Stated exercise:
Pull out every line of the entries that contains the word "guard" and copy each one.

Records from a collection
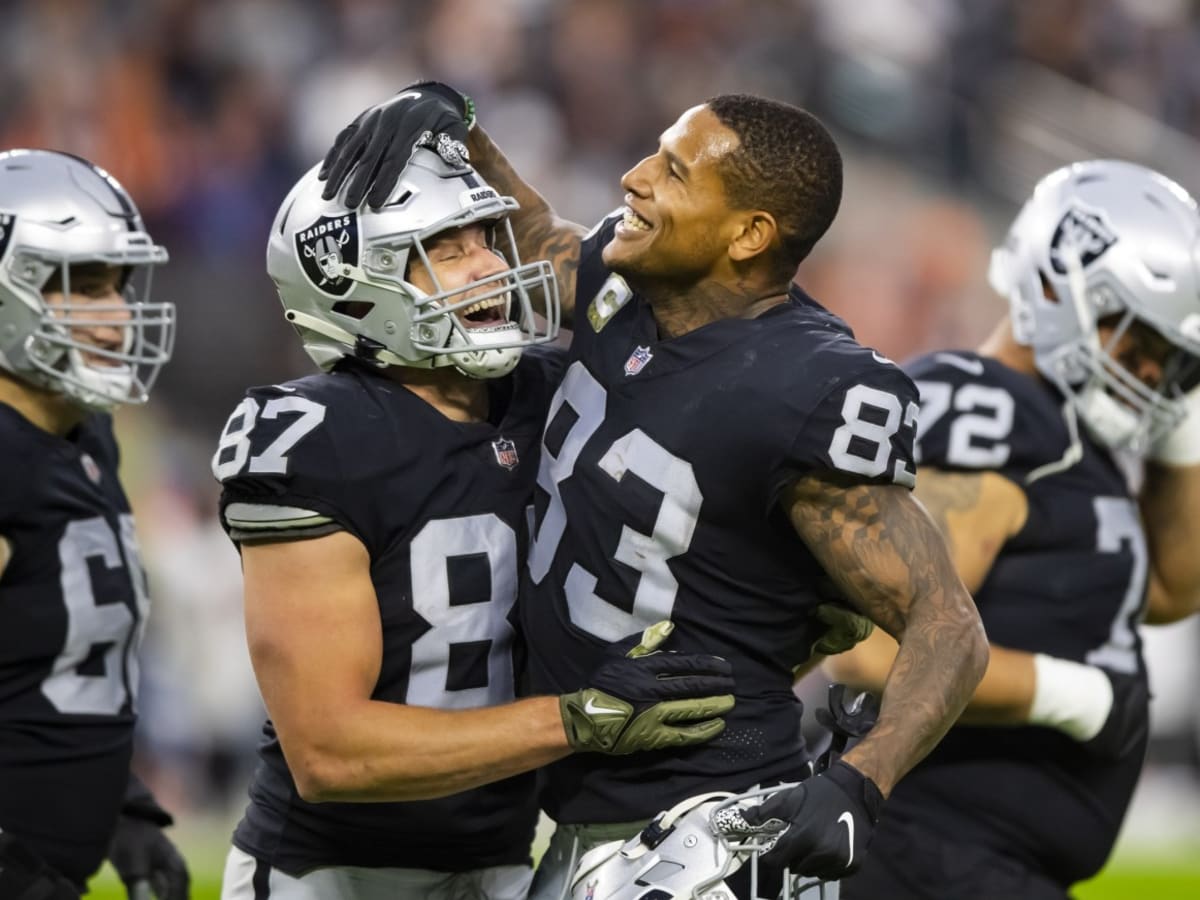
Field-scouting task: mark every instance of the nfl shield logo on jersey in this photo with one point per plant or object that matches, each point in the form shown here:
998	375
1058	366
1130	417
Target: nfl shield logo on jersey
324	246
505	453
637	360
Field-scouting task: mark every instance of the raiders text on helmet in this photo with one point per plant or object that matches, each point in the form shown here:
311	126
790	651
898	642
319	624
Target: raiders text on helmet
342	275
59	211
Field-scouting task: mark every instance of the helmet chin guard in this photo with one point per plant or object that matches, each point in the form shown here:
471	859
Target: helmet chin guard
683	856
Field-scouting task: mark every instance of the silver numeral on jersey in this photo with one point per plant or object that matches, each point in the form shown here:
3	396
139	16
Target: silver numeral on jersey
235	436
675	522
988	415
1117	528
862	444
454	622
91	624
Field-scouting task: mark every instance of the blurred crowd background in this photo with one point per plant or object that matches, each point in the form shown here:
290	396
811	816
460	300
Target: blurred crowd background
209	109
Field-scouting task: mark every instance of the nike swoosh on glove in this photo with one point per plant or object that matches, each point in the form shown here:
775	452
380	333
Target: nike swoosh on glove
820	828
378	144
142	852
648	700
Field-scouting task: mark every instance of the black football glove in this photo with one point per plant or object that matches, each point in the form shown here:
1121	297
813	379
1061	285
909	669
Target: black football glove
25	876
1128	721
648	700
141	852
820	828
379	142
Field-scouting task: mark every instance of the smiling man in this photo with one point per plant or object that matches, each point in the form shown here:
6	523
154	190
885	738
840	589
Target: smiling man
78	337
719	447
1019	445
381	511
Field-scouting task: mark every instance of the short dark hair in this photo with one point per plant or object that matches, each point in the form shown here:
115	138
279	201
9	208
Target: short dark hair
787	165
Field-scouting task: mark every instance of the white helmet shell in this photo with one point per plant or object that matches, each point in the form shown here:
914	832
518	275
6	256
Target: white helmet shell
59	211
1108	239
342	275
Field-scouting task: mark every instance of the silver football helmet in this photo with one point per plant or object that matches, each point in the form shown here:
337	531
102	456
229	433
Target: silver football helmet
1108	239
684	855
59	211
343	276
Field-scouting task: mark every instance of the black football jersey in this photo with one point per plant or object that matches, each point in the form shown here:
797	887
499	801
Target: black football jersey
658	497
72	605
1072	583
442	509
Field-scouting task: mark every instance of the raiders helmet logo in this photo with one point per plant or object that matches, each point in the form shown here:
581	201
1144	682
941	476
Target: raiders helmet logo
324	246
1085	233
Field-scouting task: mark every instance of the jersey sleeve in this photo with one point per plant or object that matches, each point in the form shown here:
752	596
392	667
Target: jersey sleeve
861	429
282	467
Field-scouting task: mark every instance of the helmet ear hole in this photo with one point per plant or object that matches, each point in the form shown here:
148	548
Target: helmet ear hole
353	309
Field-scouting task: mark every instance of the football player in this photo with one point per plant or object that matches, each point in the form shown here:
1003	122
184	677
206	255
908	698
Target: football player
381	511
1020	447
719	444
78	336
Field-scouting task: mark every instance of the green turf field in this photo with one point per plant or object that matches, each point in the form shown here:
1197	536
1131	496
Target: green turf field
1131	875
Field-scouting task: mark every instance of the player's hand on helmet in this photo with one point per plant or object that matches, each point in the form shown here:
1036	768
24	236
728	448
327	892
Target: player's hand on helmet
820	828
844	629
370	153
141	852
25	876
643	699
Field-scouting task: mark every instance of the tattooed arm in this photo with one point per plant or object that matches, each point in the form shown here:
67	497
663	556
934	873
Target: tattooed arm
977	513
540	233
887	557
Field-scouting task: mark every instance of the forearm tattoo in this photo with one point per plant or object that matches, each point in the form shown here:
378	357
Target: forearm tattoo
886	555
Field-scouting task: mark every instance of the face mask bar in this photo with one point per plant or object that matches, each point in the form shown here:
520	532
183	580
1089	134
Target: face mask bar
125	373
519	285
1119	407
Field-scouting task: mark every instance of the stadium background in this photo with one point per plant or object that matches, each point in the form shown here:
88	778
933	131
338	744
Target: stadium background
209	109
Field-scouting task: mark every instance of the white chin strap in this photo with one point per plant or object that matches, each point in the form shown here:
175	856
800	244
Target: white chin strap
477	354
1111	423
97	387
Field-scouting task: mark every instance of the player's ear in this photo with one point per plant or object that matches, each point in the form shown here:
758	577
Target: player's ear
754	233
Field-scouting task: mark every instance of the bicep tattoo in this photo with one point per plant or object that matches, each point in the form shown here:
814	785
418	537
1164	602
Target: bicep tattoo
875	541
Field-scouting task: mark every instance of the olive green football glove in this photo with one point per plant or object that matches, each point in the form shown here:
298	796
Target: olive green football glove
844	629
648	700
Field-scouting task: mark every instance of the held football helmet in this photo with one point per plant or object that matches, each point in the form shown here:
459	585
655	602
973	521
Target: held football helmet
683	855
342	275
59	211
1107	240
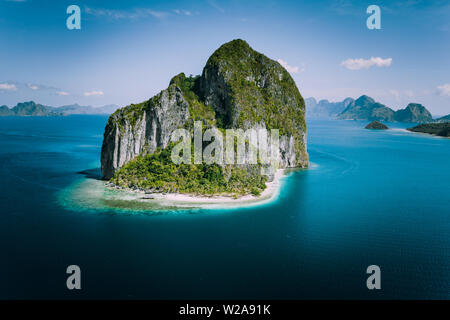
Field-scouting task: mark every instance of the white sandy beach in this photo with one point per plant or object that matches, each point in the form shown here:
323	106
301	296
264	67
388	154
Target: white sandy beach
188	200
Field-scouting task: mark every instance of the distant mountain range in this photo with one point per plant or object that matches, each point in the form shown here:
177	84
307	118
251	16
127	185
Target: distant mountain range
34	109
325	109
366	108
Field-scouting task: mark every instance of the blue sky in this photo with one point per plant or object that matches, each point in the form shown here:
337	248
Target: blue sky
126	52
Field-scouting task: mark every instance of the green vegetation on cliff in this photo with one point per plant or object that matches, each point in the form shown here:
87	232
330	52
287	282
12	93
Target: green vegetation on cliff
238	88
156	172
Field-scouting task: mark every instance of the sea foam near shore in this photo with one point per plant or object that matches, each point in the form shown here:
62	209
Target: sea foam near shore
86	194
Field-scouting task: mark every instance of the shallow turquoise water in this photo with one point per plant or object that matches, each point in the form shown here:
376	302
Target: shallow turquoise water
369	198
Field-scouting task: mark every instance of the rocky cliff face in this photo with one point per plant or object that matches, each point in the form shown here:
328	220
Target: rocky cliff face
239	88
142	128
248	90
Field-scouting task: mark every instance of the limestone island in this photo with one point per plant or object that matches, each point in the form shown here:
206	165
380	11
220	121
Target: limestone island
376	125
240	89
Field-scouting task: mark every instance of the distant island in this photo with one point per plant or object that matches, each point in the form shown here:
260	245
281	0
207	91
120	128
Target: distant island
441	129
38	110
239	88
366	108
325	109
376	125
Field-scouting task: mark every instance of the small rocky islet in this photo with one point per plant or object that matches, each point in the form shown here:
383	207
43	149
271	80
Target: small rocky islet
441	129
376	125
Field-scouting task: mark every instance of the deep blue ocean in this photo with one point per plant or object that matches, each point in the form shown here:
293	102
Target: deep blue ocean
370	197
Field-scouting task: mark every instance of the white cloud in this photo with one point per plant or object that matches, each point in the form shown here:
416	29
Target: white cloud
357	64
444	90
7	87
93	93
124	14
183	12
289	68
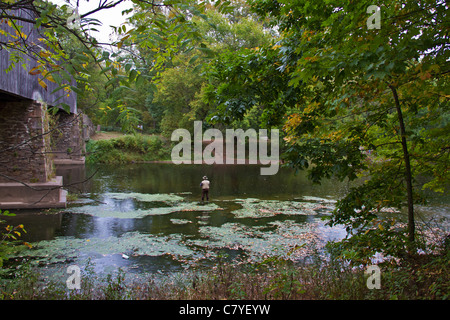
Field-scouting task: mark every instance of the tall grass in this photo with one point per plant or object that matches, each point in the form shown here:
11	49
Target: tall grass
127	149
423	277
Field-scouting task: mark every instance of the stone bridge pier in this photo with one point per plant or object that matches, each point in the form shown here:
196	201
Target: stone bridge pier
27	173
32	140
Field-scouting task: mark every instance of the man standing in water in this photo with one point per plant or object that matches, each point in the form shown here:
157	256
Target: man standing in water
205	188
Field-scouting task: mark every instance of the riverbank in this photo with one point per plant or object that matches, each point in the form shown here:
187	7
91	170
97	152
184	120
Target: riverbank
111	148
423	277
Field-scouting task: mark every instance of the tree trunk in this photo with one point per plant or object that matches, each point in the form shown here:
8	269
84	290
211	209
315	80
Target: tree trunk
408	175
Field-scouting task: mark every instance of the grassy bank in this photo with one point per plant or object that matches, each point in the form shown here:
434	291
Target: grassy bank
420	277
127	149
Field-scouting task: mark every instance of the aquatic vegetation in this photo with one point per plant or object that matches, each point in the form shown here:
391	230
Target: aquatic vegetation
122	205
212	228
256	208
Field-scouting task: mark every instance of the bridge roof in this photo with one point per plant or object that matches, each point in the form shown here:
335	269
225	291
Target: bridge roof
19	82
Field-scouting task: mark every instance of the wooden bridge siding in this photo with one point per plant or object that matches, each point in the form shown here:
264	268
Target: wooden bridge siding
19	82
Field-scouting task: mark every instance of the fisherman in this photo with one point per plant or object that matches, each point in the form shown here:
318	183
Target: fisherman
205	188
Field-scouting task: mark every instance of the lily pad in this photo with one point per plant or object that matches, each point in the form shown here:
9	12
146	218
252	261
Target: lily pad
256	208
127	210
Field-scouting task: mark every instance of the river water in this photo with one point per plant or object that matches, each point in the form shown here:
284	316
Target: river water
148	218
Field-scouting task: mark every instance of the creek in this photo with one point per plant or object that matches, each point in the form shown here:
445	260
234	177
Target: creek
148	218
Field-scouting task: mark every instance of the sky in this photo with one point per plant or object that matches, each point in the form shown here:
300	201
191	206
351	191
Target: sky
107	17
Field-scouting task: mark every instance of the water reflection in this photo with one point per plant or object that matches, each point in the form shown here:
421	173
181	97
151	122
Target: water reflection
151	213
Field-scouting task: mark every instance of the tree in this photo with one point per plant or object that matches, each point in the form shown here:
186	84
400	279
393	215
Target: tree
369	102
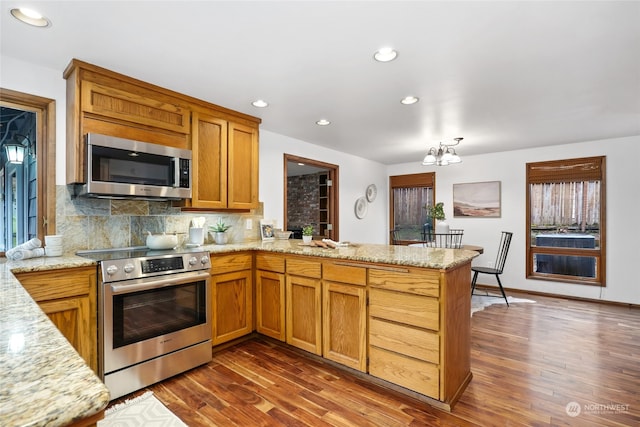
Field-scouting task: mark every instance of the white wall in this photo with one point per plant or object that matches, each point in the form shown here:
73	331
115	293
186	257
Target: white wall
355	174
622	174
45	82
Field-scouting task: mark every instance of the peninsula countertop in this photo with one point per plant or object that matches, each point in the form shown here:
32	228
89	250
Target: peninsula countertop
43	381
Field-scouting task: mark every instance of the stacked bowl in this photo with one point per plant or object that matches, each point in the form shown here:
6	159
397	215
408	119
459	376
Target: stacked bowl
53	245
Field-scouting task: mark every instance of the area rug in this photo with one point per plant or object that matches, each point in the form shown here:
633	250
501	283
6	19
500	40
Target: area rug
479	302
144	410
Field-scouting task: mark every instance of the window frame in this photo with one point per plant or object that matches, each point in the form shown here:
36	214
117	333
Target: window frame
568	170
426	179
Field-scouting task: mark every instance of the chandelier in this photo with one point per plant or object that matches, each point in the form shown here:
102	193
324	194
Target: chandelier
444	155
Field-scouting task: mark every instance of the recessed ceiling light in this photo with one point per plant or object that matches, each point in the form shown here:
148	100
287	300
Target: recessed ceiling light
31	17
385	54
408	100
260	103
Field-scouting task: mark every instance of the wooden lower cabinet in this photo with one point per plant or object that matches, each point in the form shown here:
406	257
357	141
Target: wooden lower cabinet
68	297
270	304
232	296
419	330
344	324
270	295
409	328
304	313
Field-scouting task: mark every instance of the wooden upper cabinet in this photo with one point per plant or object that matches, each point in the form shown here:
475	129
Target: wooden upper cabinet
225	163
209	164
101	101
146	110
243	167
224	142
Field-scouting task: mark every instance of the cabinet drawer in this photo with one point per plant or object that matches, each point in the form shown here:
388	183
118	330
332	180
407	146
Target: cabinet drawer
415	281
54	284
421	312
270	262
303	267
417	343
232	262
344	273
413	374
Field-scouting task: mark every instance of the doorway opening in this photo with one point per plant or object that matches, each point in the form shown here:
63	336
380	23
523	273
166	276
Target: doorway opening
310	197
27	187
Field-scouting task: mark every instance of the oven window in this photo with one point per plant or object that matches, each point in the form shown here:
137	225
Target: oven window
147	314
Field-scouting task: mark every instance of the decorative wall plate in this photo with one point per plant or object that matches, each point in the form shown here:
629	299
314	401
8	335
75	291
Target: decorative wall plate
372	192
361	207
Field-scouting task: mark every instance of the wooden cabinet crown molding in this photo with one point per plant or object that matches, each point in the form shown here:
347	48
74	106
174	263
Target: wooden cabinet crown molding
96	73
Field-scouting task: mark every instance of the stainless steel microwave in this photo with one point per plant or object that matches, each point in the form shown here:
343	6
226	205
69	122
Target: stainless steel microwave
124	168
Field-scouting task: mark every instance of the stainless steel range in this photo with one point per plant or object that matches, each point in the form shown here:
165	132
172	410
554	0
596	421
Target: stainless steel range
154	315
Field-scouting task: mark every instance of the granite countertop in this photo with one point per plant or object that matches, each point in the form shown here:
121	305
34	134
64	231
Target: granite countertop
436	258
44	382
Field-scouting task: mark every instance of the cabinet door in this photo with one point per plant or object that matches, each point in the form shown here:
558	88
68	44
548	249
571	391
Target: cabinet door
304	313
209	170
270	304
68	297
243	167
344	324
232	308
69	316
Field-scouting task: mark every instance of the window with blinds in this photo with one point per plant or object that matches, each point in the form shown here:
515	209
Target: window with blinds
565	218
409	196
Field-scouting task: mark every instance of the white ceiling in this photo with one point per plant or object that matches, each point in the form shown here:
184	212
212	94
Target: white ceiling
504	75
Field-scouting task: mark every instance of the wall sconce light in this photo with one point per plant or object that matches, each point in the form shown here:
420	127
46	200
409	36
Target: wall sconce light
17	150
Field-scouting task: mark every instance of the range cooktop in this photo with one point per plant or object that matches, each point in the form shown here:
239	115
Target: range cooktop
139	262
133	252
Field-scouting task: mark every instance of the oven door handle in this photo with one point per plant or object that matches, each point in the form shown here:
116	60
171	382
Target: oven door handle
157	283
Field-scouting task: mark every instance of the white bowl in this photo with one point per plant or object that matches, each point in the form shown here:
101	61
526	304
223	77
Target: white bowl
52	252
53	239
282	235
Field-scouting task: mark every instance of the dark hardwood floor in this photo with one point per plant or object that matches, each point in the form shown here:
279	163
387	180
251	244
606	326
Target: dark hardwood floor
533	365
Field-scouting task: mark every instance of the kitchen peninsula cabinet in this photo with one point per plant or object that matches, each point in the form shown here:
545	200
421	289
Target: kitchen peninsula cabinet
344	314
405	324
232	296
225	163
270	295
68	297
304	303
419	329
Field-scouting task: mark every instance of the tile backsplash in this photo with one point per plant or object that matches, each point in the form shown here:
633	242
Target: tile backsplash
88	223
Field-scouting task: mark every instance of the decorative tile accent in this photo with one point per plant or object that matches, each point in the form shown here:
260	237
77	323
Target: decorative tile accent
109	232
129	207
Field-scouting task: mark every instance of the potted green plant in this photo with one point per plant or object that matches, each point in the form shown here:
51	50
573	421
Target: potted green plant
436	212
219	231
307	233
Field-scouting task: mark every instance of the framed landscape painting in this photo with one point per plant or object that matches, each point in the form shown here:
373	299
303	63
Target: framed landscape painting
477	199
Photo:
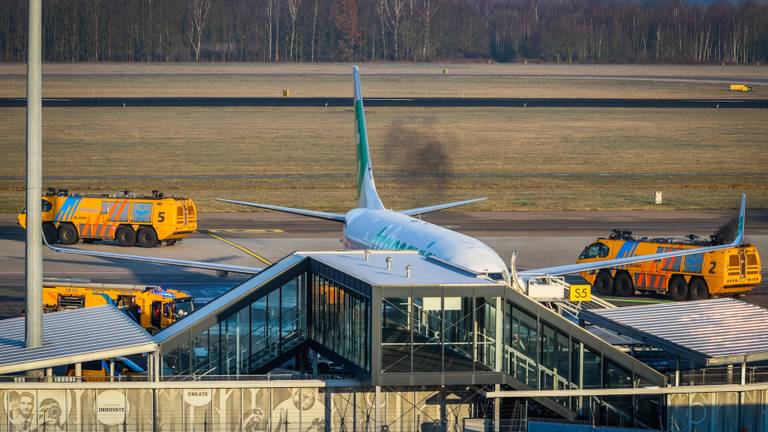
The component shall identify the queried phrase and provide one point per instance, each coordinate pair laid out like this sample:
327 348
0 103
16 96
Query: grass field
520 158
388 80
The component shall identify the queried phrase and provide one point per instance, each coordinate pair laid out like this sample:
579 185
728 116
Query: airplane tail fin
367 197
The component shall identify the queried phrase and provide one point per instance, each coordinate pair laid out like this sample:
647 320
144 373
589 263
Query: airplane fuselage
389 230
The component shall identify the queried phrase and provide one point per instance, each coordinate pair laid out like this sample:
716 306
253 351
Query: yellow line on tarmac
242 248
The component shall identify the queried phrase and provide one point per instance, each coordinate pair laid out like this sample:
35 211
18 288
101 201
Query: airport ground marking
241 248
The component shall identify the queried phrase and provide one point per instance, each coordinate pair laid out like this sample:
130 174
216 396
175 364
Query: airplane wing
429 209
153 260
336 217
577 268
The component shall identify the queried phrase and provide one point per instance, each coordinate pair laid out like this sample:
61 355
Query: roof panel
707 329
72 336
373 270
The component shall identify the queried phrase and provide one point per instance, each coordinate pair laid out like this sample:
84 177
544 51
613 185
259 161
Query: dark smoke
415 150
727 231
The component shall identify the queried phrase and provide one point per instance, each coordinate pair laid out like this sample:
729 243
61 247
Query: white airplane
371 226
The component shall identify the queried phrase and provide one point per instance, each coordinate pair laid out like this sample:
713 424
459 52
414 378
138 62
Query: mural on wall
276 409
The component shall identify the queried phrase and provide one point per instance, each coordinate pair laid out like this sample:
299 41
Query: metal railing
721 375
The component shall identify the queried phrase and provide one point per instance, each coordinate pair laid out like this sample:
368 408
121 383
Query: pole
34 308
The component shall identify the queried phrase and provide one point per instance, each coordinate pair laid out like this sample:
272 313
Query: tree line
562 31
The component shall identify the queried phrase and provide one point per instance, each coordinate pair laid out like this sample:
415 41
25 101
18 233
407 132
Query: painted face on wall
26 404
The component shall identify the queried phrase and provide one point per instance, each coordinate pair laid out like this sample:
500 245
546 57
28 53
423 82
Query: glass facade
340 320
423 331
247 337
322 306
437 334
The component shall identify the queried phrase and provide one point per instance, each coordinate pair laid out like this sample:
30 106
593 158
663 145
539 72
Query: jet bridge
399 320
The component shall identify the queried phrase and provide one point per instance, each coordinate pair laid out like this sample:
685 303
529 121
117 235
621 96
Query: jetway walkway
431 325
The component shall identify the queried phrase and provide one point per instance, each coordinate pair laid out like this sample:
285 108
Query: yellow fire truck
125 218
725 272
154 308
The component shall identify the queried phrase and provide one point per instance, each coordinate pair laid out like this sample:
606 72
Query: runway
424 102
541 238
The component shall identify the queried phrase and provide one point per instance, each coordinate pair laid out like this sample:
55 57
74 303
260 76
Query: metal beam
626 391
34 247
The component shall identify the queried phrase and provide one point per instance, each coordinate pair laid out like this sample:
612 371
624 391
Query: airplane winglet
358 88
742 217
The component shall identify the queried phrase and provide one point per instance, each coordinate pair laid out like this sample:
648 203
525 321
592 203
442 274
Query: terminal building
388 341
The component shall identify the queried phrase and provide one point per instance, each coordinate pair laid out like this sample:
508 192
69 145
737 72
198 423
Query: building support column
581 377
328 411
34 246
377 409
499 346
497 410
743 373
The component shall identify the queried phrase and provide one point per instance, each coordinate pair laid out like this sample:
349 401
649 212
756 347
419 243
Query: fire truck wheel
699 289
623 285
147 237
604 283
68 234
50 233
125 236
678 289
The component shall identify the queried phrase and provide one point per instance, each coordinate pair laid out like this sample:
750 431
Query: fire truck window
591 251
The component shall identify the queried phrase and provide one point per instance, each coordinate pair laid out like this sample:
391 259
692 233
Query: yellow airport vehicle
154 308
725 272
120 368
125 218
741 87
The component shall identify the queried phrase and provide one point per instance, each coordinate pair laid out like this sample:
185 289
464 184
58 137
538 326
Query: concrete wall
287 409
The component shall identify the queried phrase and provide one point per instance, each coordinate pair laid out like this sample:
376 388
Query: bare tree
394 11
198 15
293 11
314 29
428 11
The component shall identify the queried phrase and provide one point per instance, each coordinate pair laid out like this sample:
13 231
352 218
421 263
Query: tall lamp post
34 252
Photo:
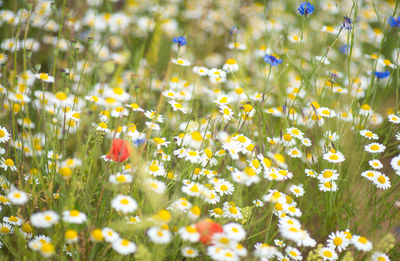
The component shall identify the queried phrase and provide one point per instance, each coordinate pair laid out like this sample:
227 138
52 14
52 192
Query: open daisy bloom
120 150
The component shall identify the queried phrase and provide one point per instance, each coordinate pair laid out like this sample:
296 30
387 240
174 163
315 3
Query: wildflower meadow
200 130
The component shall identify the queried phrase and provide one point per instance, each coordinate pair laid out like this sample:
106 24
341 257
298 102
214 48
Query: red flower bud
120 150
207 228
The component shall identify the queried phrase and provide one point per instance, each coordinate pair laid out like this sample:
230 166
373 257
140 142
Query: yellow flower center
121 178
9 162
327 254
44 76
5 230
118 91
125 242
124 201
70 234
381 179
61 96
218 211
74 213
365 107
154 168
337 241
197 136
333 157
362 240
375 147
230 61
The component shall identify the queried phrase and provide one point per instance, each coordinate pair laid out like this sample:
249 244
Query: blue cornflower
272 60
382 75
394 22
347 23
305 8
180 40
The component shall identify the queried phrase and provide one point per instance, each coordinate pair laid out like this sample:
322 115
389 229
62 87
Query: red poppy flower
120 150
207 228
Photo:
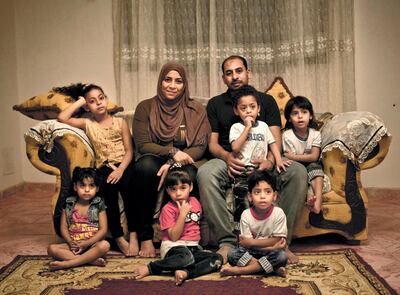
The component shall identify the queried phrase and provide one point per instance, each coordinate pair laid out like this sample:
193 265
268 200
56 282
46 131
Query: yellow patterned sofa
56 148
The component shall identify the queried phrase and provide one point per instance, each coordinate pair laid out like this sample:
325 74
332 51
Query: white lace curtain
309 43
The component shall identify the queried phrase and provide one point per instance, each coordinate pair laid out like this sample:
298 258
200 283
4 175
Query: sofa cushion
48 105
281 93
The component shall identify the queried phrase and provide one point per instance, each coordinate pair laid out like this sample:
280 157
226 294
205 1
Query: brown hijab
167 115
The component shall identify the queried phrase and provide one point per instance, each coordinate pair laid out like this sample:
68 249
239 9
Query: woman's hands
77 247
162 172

Final result:
Field-scouting task: mark every instance of the helmet chin guard in this photo with one point per plant or object that matches, each point in the form shown here:
Target: helmet chin guard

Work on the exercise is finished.